PROMPT: Quote the records in full and leave their pictures out.

********************

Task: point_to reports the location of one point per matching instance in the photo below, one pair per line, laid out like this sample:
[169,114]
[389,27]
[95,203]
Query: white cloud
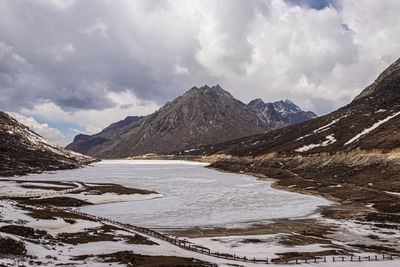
[43,129]
[181,70]
[99,29]
[149,52]
[93,121]
[56,4]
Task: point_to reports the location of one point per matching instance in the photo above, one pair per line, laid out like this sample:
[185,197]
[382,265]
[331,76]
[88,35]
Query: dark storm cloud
[74,54]
[85,55]
[316,4]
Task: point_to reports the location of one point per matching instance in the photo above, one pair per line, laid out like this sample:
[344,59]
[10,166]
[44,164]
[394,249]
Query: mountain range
[23,151]
[350,155]
[204,115]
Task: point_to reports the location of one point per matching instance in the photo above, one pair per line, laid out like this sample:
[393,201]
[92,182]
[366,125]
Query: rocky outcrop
[204,115]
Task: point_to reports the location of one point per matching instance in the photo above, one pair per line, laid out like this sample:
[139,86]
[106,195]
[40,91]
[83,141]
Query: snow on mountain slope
[23,151]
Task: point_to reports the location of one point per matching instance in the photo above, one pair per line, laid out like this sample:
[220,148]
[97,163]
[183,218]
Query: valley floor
[40,235]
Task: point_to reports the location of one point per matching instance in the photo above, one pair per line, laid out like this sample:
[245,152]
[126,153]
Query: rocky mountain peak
[390,73]
[258,102]
[202,115]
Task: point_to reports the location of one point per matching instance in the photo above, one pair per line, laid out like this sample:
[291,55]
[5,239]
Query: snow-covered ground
[193,195]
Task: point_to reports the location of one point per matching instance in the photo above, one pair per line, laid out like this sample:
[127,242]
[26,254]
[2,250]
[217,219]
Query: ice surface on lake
[193,195]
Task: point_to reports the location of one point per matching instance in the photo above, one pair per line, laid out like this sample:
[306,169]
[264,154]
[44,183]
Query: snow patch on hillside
[330,139]
[370,129]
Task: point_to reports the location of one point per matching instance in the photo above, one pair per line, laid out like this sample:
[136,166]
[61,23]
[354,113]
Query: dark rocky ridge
[342,125]
[23,151]
[350,155]
[201,116]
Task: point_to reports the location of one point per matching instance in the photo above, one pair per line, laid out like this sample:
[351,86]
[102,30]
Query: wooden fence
[206,251]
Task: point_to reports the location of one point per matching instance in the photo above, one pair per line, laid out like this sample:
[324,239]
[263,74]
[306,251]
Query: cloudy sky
[70,66]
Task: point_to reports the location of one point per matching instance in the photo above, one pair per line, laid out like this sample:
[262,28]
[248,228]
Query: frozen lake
[193,195]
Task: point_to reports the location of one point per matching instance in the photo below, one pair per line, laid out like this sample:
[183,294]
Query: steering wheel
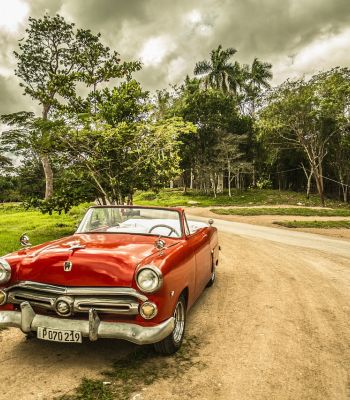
[171,229]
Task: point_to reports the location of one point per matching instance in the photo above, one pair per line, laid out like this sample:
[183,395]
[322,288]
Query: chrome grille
[123,301]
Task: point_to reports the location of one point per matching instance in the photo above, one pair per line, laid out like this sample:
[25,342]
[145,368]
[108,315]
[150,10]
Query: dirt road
[276,325]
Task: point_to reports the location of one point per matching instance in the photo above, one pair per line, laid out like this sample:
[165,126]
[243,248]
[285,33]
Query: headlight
[148,310]
[5,271]
[3,297]
[149,279]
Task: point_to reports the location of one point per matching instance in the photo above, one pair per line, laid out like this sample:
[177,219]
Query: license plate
[57,335]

********************

ANSWER:
Task: point_to reports the location of one point per matching instance in the photo below, one pair per line, laid out like this sample:
[169,114]
[389,27]
[95,203]
Query: white cloud
[43,129]
[181,70]
[99,29]
[149,52]
[93,121]
[56,4]
Task: point_to reports the location of one point per matching instance in the photo above, one pair per line, laid out like this sample:
[185,197]
[382,265]
[331,76]
[88,35]
Query: dark storm cloud
[74,54]
[85,55]
[316,4]
Task: point_to reports the location of one point per matching instance in the photo above, one pair per line, laid out like this sample:
[344,59]
[10,166]
[44,164]
[394,249]
Query: mountain range
[23,151]
[350,155]
[204,115]
Task: point_to reports the location of one point per matching instance in the photo above, one pair per line, laid out like this sample:
[393,201]
[92,182]
[366,125]
Query: rocky outcrop
[204,115]
Task: point_to reports the location of one point per matching instance in the photo above, one pair per line, laid out like this sample:
[139,86]
[106,195]
[40,91]
[83,141]
Query: snow on mountain slope
[23,151]
Task: point_to reports the location of one point per matching instance in the photo above, one pair per line, laid out like this sample:
[220,148]
[97,163]
[183,218]
Query: valley floor
[40,235]
Task: point_to reports the location of one point per matching instance in the photo above, one pair per line, laid out like this sample:
[245,152]
[126,153]
Query: rocky mountain peak
[390,73]
[258,102]
[202,115]
Task: point_to reports the location of one point per matching instance in the photo above, one pair per line, laid out like this sample:
[291,55]
[5,239]
Query: snow-covered ground
[193,195]
Task: point_to reports the location of one point per matching instance in the photo above, one pair per line, laid out like this sample:
[127,242]
[26,254]
[2,250]
[217,219]
Query: ice surface on lake
[193,195]
Task: point_to reports the location of one point per matching instance in the photo above, one pair per line, laid out like this sample:
[306,169]
[264,154]
[44,183]
Query: snow patch on hillside
[330,139]
[370,129]
Task: point_to reports the location of one point per matching instance in the photo above, one pair per line, laid out like this sample:
[136,166]
[61,23]
[354,113]
Query: dark rocky ridge
[342,125]
[23,151]
[350,155]
[201,116]
Task: point_to reports the location of one point per matching instance in the photo above, one pair per line, laid out like this sample:
[351,86]
[102,30]
Query: wooden fence
[206,251]
Task: point_to reports the location of one point per matching instance in the photo above, one pair per line, laid out like this sample:
[324,239]
[263,74]
[306,251]
Query: cloudy sky
[70,66]
Task: point_to reports the location of one point per matching instance in the photo above, one pair per line, laid out like this sample:
[262,28]
[248,228]
Query: frozen lake
[193,195]
Task: point_to reports the location of one point per matching instance in the photo below, one pair per line, laid out like this sample:
[183,294]
Query: steering wheel
[171,229]
Task: point_to reports the location of one point per matching instance in the photo above, one pair per line, laid out like this sample:
[183,395]
[322,288]
Query: chrome grille
[123,301]
Task: point_to reports the location of one point per matching instance in the photo above, one pair per line, laid out like this sample:
[25,342]
[145,368]
[108,315]
[150,10]
Query: dirt road
[276,325]
Task: point_to reports the location of one point per matching instance in the photo above, one pair per line, laid out like this sample:
[165,126]
[243,248]
[285,33]
Query: headlight
[148,310]
[5,271]
[3,297]
[149,279]
Task: point_to reports the location of one point per matching instance in the photo above, one pair per line, laid out like this sample:
[177,219]
Query: license plate
[57,335]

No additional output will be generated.